(Recorded information begins)
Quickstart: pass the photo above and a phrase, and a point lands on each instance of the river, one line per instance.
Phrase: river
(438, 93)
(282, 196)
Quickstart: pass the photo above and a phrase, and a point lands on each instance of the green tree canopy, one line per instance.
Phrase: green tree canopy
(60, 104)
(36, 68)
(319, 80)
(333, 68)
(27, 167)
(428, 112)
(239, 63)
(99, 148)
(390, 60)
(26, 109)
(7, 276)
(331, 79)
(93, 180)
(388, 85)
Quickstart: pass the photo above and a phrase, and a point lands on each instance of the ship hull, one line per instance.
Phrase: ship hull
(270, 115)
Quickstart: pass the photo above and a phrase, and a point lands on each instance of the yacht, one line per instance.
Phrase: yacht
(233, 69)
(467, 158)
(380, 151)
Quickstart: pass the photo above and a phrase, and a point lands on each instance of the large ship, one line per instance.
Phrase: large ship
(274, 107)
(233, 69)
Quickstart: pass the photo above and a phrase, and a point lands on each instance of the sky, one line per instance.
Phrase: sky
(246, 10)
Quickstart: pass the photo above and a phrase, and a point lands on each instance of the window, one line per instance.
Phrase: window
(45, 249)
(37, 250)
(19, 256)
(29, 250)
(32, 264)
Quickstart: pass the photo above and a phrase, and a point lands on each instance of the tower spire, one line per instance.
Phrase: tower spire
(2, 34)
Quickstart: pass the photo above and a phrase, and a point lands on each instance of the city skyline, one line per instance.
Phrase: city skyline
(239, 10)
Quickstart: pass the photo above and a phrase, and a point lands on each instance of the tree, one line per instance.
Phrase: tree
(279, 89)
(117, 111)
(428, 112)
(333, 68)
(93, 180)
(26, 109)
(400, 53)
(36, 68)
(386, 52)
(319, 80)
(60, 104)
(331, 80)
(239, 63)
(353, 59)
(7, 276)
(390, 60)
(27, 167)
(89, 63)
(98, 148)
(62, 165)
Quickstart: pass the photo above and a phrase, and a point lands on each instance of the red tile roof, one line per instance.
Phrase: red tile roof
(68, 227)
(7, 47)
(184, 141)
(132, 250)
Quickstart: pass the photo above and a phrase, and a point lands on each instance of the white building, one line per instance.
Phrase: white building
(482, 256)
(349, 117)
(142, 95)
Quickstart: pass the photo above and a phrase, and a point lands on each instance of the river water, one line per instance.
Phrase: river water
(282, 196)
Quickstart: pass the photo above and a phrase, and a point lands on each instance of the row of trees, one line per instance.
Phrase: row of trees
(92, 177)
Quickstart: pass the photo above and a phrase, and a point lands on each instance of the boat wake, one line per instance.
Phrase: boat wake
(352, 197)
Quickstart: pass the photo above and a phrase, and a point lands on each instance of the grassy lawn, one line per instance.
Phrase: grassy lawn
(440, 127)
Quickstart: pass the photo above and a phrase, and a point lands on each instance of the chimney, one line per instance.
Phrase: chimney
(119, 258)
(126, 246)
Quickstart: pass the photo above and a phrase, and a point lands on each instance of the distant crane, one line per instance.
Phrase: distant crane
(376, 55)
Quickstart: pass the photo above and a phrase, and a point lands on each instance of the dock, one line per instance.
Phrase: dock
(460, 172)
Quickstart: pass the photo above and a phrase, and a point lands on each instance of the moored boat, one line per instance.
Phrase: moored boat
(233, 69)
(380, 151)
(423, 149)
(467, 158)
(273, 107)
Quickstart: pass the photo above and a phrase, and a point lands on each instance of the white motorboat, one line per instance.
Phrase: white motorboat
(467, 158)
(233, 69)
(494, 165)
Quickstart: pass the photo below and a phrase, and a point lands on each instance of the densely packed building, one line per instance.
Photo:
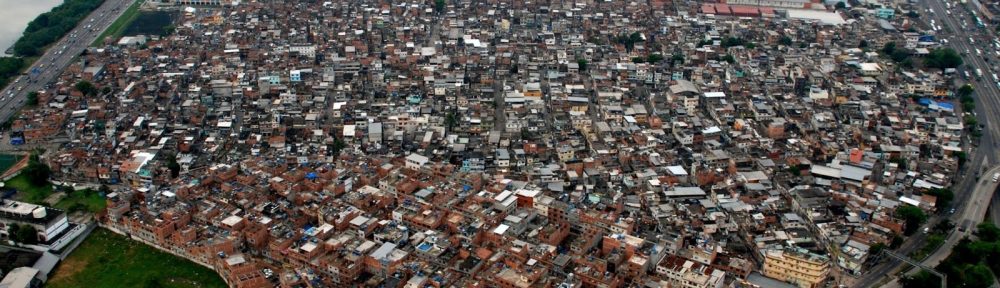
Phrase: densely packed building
(510, 143)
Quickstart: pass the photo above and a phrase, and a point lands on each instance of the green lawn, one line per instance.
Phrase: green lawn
(8, 160)
(118, 27)
(26, 191)
(84, 200)
(107, 259)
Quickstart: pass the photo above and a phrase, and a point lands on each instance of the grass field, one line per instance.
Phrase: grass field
(26, 191)
(8, 160)
(107, 259)
(118, 27)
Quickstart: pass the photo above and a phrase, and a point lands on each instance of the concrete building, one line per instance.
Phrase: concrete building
(796, 266)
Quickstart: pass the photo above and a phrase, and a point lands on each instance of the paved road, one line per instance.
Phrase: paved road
(60, 55)
(988, 113)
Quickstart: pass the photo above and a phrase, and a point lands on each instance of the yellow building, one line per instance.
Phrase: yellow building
(796, 266)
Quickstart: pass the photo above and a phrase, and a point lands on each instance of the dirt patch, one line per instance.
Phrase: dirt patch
(68, 268)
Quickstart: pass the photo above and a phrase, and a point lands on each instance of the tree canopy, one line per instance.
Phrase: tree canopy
(36, 171)
(48, 27)
(943, 58)
(913, 216)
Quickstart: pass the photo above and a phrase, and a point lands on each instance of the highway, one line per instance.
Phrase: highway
(984, 155)
(59, 55)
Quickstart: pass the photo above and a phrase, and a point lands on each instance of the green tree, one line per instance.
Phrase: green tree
(978, 275)
(988, 232)
(36, 171)
(943, 58)
(24, 234)
(86, 88)
(913, 216)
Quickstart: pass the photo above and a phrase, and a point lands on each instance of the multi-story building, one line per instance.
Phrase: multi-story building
(49, 222)
(796, 266)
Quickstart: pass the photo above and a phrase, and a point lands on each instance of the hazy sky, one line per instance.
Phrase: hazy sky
(16, 14)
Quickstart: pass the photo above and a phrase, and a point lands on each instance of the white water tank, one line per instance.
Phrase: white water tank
(38, 212)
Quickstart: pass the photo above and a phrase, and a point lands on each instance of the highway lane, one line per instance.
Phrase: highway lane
(59, 55)
(988, 113)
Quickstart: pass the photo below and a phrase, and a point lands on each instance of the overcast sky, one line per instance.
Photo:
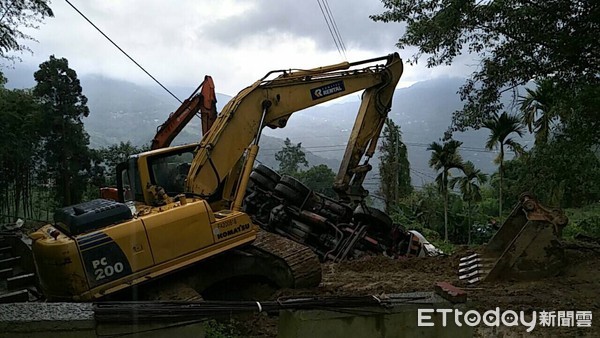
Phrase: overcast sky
(235, 41)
(Recorded information ends)
__Your assignment__:
Please count the lines that hold "below" in this data and report the total alone.

__Answer to this task__:
2